The most recent National Diet and Nutrition Survey in the UK showed that the diets of children aged 1·5–3 years contained less than the recommended amount of fruit and vegetables(Reference Bates, Lennox and Bates1). Almost a third of toddlers’ non-milk extrinsic sugars intake was from drinks including soft drinks (12 %) and fruit juice (15 %), despite advice from health professionals to give under-5s water and milk between meals and diluted fruit juice at mealtimes only(Reference Crawley2). Eating habits developed in childhood are likely to persist into adulthood, so it is important that such nutritional issues are addressed(Reference Klesges, Stein and Eck3).
Large-scale nutrition interventions in the UK have also focused mainly on school-aged children(Reference Friel, Kelleher and Campbell4–Reference Moore, Moore and Tapper6). There is a lack of evidence from the UK to facilitate the implementation of effective healthy eating programmes targeting pre-school children(7). One major national intervention is Mini-MEND, a healthy lifestyle programme for families with overweight children aged 2–4 years(Reference Sacher, Wolman and Chadwick8), but early evaluations did not include dietary assessments(Reference Hardy, Lowe and Unadkat9). In the USA and Australia, recent pre-school nutrition interventions have been more rigorously designed and evaluated, showing significant dietary improvements(Reference de Silva-Sanigorski, Bell and Kremer10–Reference Fraser, Wallis and St John12). These complex interventions involved parent education programmes and community capacity building and were developed through consultation with stakeholders including parents. This kind of consultation with parents has been recommended in the UK to develop food and nutrition interventions in early years settings(13).
Parents are the primary food providers for young children, as well as being important role models(Reference McCaffree14). However, parents’ food choices on behalf of their children may be influenced by a multitude of factors. A study in Southampton found that women of low educational attainment felt a lack of control over food choices for themselves and their families because of the cost of healthy food, the need to avoid waste, the temptation to snack and limited cooking skills(Reference Barker, Lawrence and Skinner15). It is important that we further investigate the factors influencing food choice, which may vary geographically, so that we can develop appropriate and effective interventions involving parents.
The current exploratory study was undertaken to inform the development of a family-centred nutrition intervention, to be delivered in children's centres in two distinct geographical locations (one urban and one rural) in the UK. Children's centres are Government-funded early years settings where children under 5 years of age and their families can receive integrated services and support, such as access to health and parenting services, advice and information on healthy lifestyles, training and return to work, and (in some areas) high-quality early years child care(16). It was considered essential to consult parents in this study to ensure that the resulting intervention met their needs and addressed the real-life challenges of providing a healthy diet for young children.
Therefore, the aims of the present study were: (i) to explore factors influencing parental food choices for their children and (ii) to assess parents’ views and perspectives on healthy eating support.
Methods
A cross-sectional questionnaire study of parents attending children's centres in two contrasting rural and urban locations was undertaken. The study received ethical approval from Camden and Islington Community Research Ethics Committee (REC reference: 09/H0722/56).

## ENTRIES SUPPLIED
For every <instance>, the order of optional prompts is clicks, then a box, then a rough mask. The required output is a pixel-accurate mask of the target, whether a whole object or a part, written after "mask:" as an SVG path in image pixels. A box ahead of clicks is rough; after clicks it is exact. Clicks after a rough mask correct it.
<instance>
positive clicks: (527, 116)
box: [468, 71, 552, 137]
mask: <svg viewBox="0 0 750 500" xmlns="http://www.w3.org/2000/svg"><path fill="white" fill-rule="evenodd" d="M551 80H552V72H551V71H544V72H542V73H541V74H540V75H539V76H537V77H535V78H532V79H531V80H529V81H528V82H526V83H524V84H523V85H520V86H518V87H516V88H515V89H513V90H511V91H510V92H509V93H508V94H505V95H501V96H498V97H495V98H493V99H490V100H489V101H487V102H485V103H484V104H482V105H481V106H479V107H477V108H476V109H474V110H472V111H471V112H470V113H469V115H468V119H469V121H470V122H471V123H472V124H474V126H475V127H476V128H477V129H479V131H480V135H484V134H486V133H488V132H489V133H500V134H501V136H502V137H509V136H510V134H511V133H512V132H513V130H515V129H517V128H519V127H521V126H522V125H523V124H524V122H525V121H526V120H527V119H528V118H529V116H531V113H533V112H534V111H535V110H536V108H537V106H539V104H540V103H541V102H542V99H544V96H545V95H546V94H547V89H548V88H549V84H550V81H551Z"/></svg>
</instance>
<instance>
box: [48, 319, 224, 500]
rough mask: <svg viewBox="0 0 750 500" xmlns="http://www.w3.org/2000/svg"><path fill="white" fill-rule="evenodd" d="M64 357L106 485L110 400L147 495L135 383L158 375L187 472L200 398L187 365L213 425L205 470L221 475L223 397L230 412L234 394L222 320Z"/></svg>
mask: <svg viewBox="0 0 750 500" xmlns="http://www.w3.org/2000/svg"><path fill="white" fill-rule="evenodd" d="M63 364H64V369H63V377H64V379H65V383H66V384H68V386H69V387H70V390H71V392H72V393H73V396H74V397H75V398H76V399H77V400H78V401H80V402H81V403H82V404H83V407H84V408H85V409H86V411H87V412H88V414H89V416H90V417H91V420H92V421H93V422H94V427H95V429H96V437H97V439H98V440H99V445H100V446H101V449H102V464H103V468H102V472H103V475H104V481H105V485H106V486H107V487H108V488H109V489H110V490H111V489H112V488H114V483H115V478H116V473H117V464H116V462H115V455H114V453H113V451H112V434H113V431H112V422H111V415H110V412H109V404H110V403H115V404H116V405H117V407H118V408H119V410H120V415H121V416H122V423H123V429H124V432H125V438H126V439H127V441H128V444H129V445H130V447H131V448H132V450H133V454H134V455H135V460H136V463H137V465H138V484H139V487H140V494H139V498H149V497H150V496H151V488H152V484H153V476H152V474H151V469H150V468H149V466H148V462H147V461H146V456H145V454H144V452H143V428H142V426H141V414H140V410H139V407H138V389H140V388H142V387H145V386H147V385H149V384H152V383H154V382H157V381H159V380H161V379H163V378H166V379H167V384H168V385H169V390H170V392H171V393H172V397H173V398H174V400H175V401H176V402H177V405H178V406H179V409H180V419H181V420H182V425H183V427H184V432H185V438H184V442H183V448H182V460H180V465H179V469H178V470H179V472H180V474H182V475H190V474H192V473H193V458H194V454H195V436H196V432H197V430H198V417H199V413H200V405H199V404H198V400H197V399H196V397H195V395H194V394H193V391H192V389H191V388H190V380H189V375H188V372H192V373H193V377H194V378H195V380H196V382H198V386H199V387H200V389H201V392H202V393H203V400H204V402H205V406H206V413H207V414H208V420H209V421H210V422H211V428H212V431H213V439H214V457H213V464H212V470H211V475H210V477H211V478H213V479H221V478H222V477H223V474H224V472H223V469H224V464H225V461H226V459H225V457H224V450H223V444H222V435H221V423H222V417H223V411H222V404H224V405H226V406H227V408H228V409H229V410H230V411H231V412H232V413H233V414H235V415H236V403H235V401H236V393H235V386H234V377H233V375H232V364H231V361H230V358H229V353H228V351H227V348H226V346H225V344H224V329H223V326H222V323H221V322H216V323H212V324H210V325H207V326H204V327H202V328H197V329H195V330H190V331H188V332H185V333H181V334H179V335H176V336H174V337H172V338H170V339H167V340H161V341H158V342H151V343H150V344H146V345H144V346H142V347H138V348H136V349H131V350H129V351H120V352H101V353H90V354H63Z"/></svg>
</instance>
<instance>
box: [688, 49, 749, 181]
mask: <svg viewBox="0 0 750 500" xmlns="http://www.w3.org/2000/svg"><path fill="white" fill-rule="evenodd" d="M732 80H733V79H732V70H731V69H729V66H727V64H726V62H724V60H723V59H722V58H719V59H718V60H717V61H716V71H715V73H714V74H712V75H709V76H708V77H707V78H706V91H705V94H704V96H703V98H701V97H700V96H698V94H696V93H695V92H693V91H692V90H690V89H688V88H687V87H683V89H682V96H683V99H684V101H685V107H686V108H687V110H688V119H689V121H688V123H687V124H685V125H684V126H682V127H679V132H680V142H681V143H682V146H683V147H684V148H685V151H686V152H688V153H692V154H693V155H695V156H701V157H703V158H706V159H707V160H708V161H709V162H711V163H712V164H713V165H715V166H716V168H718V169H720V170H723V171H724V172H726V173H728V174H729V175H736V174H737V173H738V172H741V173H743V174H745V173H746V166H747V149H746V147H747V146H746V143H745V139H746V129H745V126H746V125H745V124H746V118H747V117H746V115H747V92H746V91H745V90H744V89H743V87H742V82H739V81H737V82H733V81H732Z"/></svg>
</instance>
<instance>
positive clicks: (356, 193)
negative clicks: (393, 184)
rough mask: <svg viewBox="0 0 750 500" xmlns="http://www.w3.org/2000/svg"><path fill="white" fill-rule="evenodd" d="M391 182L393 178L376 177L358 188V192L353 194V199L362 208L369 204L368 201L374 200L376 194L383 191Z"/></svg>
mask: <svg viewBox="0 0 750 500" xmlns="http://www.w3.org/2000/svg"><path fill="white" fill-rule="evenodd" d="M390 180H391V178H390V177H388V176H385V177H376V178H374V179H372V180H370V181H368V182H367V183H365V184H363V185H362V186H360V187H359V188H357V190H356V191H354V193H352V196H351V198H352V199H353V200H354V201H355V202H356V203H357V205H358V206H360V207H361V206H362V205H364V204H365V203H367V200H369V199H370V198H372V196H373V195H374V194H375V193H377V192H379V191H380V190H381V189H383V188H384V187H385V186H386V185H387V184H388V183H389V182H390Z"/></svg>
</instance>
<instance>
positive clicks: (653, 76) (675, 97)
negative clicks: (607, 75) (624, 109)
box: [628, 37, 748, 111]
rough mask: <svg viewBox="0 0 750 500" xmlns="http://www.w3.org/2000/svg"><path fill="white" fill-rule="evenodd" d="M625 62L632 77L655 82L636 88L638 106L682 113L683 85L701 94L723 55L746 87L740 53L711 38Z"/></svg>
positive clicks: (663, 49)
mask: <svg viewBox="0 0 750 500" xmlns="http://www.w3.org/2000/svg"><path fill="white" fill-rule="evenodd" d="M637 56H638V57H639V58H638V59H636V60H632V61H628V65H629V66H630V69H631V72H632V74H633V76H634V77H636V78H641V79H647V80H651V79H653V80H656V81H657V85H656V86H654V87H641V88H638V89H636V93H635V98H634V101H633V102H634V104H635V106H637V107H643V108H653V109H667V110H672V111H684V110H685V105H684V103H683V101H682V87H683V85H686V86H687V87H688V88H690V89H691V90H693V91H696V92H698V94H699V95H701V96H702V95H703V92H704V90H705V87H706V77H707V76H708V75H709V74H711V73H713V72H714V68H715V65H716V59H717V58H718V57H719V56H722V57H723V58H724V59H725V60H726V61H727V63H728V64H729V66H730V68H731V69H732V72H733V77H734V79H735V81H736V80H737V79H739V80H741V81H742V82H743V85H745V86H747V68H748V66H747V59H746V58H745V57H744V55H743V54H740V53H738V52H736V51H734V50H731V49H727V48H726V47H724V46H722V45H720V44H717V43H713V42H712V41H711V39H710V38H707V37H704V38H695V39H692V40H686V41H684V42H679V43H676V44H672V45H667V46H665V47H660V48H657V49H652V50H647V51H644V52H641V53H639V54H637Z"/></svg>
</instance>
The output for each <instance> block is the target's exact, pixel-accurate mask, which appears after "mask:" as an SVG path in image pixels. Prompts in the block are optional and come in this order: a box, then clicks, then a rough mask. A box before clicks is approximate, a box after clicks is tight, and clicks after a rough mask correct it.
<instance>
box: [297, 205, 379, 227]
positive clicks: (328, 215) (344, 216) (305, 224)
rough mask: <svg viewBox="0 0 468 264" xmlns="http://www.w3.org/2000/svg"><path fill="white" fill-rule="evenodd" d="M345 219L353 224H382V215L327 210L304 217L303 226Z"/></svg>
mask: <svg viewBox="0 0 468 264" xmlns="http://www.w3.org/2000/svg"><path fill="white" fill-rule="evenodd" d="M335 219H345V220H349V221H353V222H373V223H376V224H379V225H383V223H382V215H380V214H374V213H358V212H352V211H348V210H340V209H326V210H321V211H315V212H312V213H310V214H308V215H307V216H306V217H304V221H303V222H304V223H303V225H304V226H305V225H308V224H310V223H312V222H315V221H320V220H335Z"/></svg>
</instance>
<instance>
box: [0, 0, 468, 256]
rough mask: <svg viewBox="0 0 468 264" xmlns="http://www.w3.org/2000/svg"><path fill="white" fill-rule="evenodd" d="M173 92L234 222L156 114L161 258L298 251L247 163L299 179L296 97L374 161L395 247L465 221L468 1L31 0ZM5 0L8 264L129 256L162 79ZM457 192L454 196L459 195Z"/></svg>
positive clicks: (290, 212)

## TASK ITEM
Return the section of the passage on young children's diets above that starts with "Therefore, the aims" and goes on through "healthy eating support.", copied word for word.

## FINISHED EXERCISE
Therefore, the aims of the present study were: (i) to explore factors influencing parental food choices for their children and (ii) to assess parents’ views and perspectives on healthy eating support.